• Exercise: Identify every line in the items below that contains the word "forehead", and copy each of those lines.

※ ※ ※

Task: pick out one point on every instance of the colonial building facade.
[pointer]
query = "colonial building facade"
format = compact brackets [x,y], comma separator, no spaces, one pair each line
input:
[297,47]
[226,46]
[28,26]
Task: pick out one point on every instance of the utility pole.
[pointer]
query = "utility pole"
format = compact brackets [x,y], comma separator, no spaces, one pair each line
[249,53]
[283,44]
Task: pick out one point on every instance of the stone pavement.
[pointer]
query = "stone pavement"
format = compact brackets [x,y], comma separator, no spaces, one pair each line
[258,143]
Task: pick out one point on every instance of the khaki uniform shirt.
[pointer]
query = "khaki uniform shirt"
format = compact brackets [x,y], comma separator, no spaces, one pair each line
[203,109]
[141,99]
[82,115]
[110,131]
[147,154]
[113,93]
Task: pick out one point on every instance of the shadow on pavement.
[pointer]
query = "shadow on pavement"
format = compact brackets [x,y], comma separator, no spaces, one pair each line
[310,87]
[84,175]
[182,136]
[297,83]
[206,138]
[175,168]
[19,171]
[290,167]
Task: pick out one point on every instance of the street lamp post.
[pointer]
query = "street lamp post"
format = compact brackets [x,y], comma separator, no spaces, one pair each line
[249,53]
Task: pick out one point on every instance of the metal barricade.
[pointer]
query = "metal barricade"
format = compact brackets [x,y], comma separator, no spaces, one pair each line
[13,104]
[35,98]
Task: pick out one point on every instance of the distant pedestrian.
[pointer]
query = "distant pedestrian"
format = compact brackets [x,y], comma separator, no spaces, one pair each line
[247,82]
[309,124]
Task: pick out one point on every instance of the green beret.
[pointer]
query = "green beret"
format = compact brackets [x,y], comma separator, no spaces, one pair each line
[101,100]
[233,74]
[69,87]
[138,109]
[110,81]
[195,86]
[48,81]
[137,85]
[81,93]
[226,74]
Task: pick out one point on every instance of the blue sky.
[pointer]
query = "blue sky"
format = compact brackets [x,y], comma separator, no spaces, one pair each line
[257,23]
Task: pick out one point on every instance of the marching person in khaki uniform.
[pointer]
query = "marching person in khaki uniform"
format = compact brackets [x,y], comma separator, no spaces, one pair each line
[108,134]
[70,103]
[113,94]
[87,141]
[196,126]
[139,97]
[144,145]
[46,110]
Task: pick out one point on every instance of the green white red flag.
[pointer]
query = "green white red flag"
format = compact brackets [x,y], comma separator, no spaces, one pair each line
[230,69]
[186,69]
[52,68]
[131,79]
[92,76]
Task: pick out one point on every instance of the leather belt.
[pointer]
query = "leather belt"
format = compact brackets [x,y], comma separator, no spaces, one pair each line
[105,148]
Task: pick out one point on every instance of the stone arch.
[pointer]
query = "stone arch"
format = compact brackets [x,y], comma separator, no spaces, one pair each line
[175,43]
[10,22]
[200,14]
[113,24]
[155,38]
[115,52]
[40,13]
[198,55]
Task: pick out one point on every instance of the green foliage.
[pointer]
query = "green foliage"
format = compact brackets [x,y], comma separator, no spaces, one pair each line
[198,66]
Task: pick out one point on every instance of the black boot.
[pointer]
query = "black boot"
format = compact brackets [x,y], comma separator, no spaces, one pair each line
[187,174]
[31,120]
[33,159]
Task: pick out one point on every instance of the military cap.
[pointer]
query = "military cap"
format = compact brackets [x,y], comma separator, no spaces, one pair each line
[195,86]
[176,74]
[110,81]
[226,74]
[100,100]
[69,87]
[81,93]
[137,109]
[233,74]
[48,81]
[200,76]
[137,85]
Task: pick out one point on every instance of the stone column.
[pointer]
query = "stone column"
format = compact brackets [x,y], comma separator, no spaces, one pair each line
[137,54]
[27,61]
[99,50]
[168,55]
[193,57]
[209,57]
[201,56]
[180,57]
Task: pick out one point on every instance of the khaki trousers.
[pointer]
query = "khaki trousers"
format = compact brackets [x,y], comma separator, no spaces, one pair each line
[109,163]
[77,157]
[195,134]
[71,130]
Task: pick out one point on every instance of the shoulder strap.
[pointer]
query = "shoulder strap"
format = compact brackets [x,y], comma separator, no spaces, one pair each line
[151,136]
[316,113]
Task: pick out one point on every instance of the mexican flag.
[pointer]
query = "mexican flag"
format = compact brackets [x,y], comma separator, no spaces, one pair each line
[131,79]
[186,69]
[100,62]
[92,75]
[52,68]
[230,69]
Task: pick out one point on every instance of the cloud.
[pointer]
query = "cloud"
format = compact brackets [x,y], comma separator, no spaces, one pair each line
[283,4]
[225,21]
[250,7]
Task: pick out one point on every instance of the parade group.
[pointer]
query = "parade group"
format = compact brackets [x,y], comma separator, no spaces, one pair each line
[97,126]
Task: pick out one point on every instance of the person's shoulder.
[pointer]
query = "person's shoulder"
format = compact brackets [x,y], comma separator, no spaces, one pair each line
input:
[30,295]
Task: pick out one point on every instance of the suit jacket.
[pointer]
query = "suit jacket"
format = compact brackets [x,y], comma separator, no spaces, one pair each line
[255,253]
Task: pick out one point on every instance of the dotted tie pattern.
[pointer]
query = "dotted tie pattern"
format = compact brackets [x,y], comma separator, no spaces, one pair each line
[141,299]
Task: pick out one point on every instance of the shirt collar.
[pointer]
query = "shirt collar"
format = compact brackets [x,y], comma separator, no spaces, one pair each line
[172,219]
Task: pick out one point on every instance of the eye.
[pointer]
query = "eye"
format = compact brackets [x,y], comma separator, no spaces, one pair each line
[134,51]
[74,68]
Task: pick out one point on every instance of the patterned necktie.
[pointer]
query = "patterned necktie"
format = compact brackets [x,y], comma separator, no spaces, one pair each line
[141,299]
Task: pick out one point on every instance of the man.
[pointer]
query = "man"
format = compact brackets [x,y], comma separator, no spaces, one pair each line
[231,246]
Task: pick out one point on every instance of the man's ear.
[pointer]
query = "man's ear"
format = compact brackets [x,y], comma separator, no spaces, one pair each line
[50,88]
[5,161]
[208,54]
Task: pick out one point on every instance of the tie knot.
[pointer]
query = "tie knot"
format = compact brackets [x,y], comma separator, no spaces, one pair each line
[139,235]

※ ※ ※

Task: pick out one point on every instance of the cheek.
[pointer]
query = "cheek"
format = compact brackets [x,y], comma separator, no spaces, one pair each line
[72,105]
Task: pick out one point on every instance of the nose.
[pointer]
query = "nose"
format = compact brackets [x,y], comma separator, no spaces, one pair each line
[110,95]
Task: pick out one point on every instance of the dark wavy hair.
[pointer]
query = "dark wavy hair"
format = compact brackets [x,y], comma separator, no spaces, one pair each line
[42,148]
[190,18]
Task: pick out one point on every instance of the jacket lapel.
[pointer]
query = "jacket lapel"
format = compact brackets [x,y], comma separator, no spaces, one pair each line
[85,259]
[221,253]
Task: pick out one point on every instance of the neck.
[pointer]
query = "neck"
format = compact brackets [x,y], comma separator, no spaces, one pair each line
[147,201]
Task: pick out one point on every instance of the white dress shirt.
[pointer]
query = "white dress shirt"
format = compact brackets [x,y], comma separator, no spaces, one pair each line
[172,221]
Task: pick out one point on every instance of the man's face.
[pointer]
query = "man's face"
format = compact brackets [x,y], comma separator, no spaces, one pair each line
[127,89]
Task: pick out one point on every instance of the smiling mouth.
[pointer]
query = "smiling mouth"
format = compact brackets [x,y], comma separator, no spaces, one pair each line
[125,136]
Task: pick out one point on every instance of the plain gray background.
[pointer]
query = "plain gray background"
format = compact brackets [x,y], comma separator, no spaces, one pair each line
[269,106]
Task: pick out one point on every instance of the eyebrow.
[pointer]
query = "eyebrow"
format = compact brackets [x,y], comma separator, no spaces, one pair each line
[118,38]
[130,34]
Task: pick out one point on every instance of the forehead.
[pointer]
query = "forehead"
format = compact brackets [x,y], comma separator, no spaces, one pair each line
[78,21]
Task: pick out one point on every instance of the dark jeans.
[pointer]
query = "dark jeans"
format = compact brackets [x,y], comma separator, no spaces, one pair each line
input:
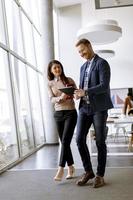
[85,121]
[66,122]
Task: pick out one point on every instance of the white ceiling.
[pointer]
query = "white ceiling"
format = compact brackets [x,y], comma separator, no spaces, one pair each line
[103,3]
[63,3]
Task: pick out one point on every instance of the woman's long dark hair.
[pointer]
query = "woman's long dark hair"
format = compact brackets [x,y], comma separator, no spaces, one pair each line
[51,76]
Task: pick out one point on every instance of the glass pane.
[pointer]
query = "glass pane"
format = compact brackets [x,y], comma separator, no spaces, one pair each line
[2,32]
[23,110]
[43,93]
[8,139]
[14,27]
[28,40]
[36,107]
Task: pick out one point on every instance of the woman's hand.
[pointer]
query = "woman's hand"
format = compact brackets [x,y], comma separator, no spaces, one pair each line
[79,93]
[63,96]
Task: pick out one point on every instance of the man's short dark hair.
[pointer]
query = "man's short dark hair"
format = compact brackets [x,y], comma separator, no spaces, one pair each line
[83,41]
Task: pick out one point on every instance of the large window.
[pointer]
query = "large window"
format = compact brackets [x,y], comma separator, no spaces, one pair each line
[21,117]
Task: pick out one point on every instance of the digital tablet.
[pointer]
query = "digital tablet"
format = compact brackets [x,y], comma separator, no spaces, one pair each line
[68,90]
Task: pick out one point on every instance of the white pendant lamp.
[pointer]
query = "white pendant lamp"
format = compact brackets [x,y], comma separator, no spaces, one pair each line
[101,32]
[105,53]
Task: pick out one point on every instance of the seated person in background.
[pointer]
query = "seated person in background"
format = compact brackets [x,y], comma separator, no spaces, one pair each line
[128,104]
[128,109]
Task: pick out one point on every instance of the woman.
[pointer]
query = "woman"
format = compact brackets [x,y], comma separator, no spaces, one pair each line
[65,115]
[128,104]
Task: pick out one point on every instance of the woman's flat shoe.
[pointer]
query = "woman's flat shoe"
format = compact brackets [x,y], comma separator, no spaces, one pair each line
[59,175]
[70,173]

※ ※ ※

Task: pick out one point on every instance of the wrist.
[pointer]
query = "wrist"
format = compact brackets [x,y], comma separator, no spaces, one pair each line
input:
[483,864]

※ ※ ※

• Correct answer:
Task: pick out one point on every instance of the forehead.
query = "forehead"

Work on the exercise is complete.